TASK OBJECTIVE = Name every national network in the Canale Italia group listed in the passage below about Canale Italia.
=== PASSAGE SHOWN ===
Italian broadcasting company

Canale Italia S.r.l. is a Veneto-based Italian broadcasting company.

== History ==
After more than 20 years broadcasting in the Northeast Italy under the name Serenissima TV, in 2004 it acquired UHF channels from France 2 relay Telecentrotoscana that allowed the station to be seen in the whole northern Italy. After acquiring other channels to cover Rome, Serenissima TV became Canale Italia.

Canale Italia then expanded in the following years, being broadcast in syndication in some regions and acquiring new channels in others. On November 4, 2009, Canale Italia acquired all the channels of Perugia based station RTE 24H that covered Umbria and Tuscany alongside portions of Lazio and Marche.

In 2011/2012, Canale Italia signed a deal to distribute France 24's in Italy through its channel 141. In 2015, Canale Italia acquired Tivuitalia.

In March 2023, Canale Italia was fined for broadcasting ads of erotic hotlines, which is absolutely forbidden for all one- and two-digit channels in Italia.

== Channels ==
National networks within the Canale Italia group are:

- Canale Italia 83 - It is the generalist flagship network with a programming consisting of information, cinema, sport and talk shows. It also broadcasts shopping, lottery and cartomancy programs.
- Canale Italia 84 - Generalist network that includes information, musical entertainment and talk shows. It also broadcasts shopping, lottery and cartomancy programs.
- Italia 121 - Broadcasts shopping programs.
- Arte Italia 124 - Network dedicated to art.
- Arte Italia 125 - Network dedicated to art.
- Italia 126 - Broadcasts teleshopping.
- Italia 127 - Broadcasts teleshopping.
=== STORED DATA ===
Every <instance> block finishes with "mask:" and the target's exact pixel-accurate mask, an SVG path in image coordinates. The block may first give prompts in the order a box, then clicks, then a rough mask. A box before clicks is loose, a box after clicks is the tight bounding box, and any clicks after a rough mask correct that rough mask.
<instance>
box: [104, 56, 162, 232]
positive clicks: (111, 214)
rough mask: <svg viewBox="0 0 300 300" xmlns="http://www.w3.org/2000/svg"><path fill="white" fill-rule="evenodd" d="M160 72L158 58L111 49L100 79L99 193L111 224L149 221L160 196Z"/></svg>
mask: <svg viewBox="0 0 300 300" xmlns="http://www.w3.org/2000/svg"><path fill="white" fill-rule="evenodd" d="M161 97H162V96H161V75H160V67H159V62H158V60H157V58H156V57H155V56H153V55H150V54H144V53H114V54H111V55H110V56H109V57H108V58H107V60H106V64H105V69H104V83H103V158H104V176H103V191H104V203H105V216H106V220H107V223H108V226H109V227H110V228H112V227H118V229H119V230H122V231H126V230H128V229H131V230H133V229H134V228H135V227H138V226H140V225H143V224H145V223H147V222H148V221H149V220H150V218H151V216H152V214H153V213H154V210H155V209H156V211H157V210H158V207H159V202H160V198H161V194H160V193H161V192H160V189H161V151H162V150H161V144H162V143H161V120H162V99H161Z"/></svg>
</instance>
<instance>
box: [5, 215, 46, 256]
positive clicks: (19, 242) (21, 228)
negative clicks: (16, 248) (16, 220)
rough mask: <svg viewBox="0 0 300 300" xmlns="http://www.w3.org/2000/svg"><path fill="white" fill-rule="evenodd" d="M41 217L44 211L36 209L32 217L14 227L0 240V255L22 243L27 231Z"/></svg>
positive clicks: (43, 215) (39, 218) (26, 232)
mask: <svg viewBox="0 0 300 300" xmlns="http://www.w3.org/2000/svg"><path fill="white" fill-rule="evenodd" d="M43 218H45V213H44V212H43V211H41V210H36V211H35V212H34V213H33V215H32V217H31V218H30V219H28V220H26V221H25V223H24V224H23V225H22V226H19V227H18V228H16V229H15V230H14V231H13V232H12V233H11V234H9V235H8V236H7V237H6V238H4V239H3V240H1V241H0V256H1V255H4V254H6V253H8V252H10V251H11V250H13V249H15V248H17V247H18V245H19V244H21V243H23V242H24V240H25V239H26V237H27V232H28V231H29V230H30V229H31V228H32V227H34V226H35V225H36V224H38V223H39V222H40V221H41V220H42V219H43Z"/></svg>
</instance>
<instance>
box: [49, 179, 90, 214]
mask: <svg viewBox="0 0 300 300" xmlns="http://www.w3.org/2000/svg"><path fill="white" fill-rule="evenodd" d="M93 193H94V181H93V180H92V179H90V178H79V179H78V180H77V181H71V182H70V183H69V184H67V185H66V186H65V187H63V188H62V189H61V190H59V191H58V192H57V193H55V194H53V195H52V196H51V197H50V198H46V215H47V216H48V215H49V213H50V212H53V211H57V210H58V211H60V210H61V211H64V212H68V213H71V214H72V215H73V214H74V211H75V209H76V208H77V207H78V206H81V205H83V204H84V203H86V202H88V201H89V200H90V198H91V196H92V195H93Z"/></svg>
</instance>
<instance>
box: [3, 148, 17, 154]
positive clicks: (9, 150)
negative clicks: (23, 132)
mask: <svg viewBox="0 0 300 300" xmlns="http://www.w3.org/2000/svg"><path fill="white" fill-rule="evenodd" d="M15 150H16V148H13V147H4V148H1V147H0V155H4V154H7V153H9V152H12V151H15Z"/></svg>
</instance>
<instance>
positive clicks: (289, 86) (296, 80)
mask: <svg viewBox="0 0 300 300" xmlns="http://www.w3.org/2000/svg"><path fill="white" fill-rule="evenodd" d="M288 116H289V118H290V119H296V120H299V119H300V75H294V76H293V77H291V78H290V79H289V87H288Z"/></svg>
===
EXERCISE ANSWER = Canale Italia 83, Canale Italia 84, Italia 121, Arte Italia 124, Arte Italia 125, Italia 126, Italia 127